At 09:19 AM 1/16/98 -0500, you wrote:
>Hi Jeff was or is there now an official classification? H/? . Thanks
>Henry
>
Here is the Meteoritical Bulletin entry for 1998 July, as it
now stands.  See http://www.uark.edu/studorg/metsoc/metbull.htm

Juancheng                 35º30'N 115º25'E
  Shandong Province, China
  Fell 1997, February 15 (23:30 Beijing time)
  Ordinary chondrite (H5)

→ Tasks to complete:
A) In the meteorite email, what classification does the bulletin entry give Juancheng?
B) Name every place that the bulletin entry in the meteorite email mentions.
Answer from the meteorite email alone and leave the listing aside.

→ Extracted entries:
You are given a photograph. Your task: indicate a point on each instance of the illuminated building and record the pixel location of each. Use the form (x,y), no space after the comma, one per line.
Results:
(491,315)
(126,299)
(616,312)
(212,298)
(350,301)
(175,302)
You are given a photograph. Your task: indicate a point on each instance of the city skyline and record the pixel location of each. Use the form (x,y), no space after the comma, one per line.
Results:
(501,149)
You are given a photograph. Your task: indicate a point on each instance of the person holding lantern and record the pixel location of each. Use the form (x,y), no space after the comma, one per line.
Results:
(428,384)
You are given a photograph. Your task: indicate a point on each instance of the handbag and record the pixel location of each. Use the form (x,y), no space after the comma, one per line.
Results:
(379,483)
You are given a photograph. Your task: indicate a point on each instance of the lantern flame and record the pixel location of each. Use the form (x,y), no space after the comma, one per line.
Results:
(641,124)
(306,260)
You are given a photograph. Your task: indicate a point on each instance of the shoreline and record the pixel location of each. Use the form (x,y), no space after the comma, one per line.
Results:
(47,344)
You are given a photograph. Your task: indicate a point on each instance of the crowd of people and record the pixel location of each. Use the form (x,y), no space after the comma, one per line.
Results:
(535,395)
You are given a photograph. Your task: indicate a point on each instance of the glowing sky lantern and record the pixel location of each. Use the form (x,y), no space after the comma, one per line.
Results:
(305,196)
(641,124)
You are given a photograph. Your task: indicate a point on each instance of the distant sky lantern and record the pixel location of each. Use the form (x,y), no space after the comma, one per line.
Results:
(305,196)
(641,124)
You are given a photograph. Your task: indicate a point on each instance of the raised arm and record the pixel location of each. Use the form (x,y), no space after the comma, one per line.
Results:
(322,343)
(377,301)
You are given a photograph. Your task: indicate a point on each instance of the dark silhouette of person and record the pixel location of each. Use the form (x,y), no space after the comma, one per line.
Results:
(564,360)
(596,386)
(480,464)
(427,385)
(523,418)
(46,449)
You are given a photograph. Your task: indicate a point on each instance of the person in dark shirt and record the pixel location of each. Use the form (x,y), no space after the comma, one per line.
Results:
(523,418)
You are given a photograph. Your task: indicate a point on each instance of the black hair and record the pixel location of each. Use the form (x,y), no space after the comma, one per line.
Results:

→ Full answers:
A) Ordinary chondrite (H5)

B) Juancheng, Shandong Province, China, Beijing